Consegna: Riprendi l'estratto sulla scelta di Napolitano di non dimettersi e proseguilo dopo la sua ultima frase.

Estratto della fonte:
━━━━━━━━━━━━━━━━

Prima di esaminare i veri scopi della trovata quirinalizia, soffermiamoci un attimo su quello che avrebbe dovuto essere il passo naturale imposto dalla situazione politica. Il passo era quello delle dimissioni. Perché è vero che Bersani ha fallito, ma anche le consultazioni «condotte senza indugio» dal piccolo golpista avevano dato ieri lo stesso esito. L'impossibilità di formare un governo imponeva dunque lo scioglimento delle camere, ma il "semestre bianco" impediva a Napolitano di farlo. Questo "ingorgo istituzionale" poteva essere sbrogliato solo con le dimissioni del Presidente della Repubblica, per anticipare l'elezione del nuovo inquilino del Quirinale, dotato anche del potere di scioglimento.
Napolitano ha invece scelto un'altra strada, vediamo il perché. Al primo scopo dichiarato —la formazione di un governo di coalizione Pd-Pdl-montisti— se ne affianca un altro non di minore importanza, e soprattutto ben più realistico: prendere tempo per rinviare le elezioni da giugno ad ottobre, al fine di raggiungere tre precisi obiettivi. Vedremo quanto utili al popolo italiano.
Se Napolitano si fosse dimesso sarebbe stato possibile anticipare l'elezione del nuovo presidente ed andare agevolmente alle elezioni a giugno. Senza dimissioni, e continuando in una tattica apertamente dilatoria, si potrà invece arrivare all'autunno, con alcune decisive conseguenze.
Alla luce della drammatica crisi dell'Unione Europea, chi scrive non ha mai creduto che il blocco dominante avrebbe optato per un qualsiasi governicchio a scadenza, scegliendo invece l'azzardo necessario di nuove elezioni per arrivare infine all'insediamento di un governo affidabile e nel pieno dei suoi poteri.
La mossa del Quirinale va esattamente in questa direzione, ma con un'importante variante: il probabile (anche se non certo) spostamento del nuovo voto all'autunno. L'ipotesi del governicchio è stata infatti esplicitamente accantonata da Napolitano, con il rilancio ad oltranza delle funzioni del governo Monti, come garanzia nei confronti dell'UE e della Germania in special modo. Insomma, se un nuovo governo pienamente operante non è ora possibile, lunga vita e proroga infinita all'omuncolo della Bocconi. Il quale è privo di una maggioranza parlamentare dagli inizi di dicembre...
Abbiamo detto che la tattica dilatoria di Napolitano ha tre obiettivi.

━━━━━━━━━━━━━━━━

(Record del dataset di puntamento)
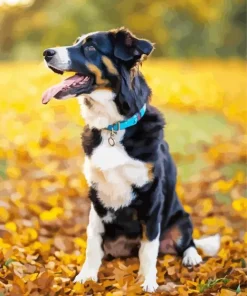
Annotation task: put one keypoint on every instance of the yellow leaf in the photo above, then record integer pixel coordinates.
(240, 204)
(80, 242)
(52, 214)
(4, 215)
(11, 226)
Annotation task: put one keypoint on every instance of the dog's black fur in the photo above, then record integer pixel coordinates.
(112, 60)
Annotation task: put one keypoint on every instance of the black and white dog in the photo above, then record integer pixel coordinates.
(128, 167)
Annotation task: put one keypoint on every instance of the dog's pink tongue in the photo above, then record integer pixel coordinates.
(53, 90)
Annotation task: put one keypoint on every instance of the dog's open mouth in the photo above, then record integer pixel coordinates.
(70, 87)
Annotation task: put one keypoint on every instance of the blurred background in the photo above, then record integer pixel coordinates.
(198, 77)
(187, 28)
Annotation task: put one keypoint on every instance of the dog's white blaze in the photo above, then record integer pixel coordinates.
(102, 96)
(85, 36)
(191, 257)
(113, 172)
(148, 254)
(103, 110)
(94, 252)
(61, 60)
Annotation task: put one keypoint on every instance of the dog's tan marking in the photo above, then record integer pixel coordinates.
(121, 247)
(144, 233)
(109, 65)
(98, 74)
(150, 167)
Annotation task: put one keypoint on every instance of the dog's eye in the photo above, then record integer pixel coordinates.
(90, 48)
(77, 40)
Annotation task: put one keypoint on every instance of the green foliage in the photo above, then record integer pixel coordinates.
(179, 28)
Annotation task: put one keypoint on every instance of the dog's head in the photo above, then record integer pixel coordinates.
(107, 81)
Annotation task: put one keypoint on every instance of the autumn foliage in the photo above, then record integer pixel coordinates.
(44, 205)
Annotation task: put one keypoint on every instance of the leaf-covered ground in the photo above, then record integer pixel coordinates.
(43, 204)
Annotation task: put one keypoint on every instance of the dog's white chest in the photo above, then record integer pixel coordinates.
(114, 172)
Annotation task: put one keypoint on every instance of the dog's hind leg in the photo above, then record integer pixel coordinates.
(94, 252)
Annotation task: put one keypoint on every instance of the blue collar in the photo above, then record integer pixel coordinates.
(129, 122)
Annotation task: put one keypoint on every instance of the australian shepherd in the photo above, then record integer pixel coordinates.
(128, 166)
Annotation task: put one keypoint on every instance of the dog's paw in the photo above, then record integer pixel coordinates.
(191, 257)
(150, 285)
(86, 274)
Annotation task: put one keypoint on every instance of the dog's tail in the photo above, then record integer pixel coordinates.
(209, 245)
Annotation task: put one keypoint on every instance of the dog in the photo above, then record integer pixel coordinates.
(130, 172)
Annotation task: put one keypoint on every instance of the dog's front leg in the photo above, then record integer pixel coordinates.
(94, 252)
(148, 254)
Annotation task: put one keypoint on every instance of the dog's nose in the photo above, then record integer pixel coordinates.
(48, 54)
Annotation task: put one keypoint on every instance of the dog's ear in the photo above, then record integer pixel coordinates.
(129, 48)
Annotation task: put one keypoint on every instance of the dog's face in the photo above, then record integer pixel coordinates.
(103, 62)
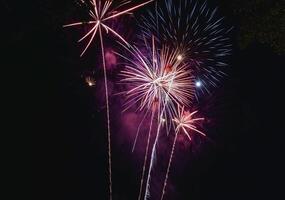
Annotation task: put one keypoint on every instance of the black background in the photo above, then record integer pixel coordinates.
(69, 159)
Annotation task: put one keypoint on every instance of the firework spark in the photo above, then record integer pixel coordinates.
(158, 82)
(196, 28)
(100, 13)
(185, 123)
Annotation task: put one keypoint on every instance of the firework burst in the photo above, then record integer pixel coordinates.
(198, 30)
(101, 12)
(186, 124)
(158, 81)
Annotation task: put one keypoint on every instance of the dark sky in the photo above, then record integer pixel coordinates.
(69, 142)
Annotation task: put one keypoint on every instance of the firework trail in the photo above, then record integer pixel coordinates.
(159, 76)
(100, 13)
(146, 155)
(184, 121)
(197, 29)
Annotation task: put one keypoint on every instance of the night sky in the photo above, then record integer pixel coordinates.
(69, 149)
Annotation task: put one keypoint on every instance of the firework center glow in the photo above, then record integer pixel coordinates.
(198, 84)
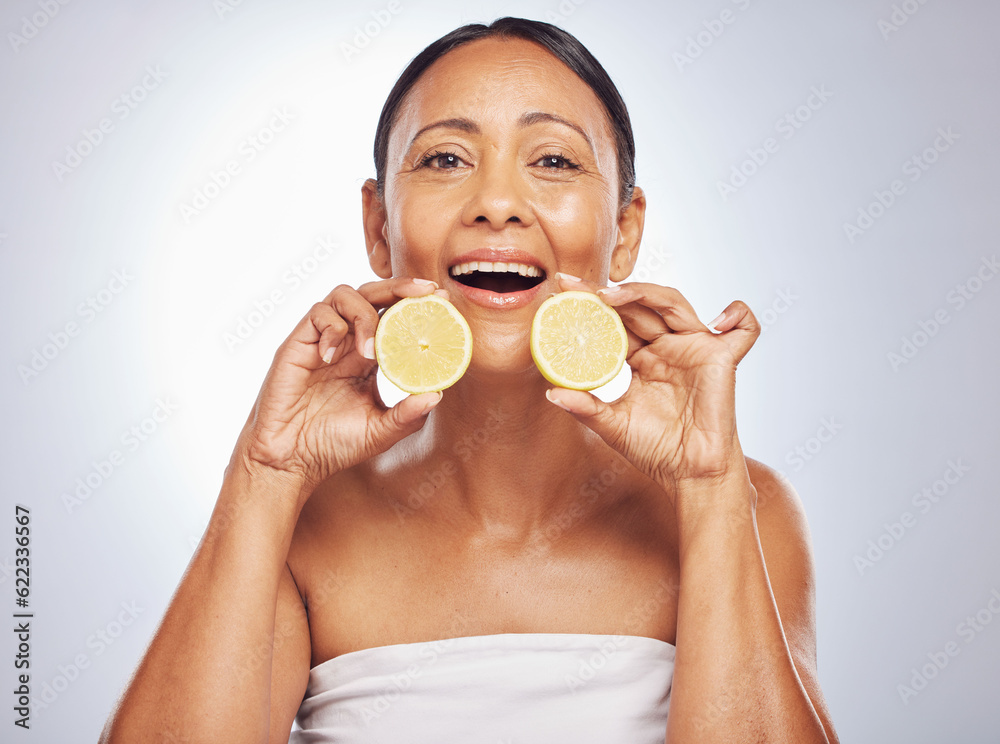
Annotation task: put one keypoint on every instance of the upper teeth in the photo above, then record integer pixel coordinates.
(495, 266)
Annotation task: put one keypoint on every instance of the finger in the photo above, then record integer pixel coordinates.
(385, 292)
(404, 418)
(321, 330)
(602, 418)
(359, 315)
(672, 306)
(738, 327)
(644, 322)
(568, 281)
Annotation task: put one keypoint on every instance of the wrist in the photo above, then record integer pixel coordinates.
(277, 486)
(729, 494)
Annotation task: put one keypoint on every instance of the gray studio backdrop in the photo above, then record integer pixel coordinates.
(180, 181)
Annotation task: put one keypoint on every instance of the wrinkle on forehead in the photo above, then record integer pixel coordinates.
(494, 82)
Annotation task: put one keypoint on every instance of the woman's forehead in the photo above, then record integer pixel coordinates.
(498, 81)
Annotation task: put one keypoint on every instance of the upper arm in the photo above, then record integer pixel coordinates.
(785, 544)
(290, 658)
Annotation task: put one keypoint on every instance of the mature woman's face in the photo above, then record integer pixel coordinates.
(500, 153)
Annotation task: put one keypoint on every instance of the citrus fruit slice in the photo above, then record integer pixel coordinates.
(578, 341)
(423, 344)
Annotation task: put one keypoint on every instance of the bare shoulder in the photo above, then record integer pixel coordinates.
(787, 550)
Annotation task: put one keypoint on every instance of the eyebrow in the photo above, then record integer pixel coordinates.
(532, 117)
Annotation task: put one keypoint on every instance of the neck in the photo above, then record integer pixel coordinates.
(496, 456)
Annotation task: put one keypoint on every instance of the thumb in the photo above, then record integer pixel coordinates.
(404, 418)
(602, 418)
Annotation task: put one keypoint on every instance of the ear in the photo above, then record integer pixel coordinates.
(373, 217)
(626, 250)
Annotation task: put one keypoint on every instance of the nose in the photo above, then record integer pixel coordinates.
(498, 195)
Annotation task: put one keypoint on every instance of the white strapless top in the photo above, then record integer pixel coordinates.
(516, 688)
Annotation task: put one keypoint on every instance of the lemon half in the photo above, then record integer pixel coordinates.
(578, 341)
(423, 344)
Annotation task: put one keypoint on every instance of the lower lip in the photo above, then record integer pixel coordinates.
(498, 300)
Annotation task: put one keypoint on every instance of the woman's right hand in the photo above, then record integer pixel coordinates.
(318, 411)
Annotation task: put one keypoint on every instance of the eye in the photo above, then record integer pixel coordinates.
(441, 160)
(557, 161)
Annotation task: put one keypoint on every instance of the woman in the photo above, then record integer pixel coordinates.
(488, 561)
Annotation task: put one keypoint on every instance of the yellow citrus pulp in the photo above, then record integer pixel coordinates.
(423, 344)
(578, 341)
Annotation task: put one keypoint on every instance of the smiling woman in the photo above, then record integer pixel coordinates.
(482, 561)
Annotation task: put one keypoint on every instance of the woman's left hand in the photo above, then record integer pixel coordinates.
(676, 422)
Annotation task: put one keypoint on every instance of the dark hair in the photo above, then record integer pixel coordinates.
(566, 47)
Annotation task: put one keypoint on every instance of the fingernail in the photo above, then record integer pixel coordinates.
(556, 401)
(716, 322)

━━━━━━━━━━━━━━━━

Risposta:
Il primo è quello a cui abbiamo appena accennato: impedire in questa fase un'ulteriore shock all'Eurozona, quale sarebbe un nuovo successo del M5S o anche solo un'avanzata del blocco berlusconiano. Garantire dunque la fedeltà, più precisamente il servilismo dell'Italia, mantenendo il Quisling Monti a Palazzo Chigi, con un accanimento terapeutico degno di miglior causa.
Ma dato che prima o poi si dovrà tornare al voto, il secondo obiettivo è quello di impedire almeno che ciò avvenga prima delle elezioni in Germania del prossimo settembre. La signora Merkel non deve essere troppo disturbata, ed un risultato sfavorevole agli euristi in Italia potrebbe essergli fatale.
Il terzo obiettivo riguarda invece l'esito delle nuove elezioni politiche, che si vorrebbe pilotare dall'alto. Il blocco eurista, sconfitto a febbraio, vuol tentare in tutti i modi la rivincita. Impresa non facile, ma neppure impossibile. Essa abbisogna però di due fattori: l'alleanza preventiva del Pd con quel che resta del blocco montista e, soprattutto, il passaggio della leadership da Bersani a Renzi. Ed è quest'ultimo passaggio che si intende agevolare con il rinvio del voto in autunno. Ecco il "dettaglio" che spiega la durezza dello scontro in "famiglia" tra Bersani e Napolitano.
Se gli obiettivi sono chiari, il ricorso a tutti i mezzucci disponibili da parte del Quirinale la dice lunga sullo stato della classe dirigente del paese. Non una sola idea su come affrontare la crisi economica è stata messa in campo. E nessun dibattito degno di questo nome si è davvero aperto. Incapace anche solo di vedere il baratro che si sta aprendo, finite le vecchie certezze europeiste, la vecchia classe dirigente sa solo chiudersi su se stessa, nel timore che la sberla elettorale di febbraio si trasformi in rivolta e sollevazione.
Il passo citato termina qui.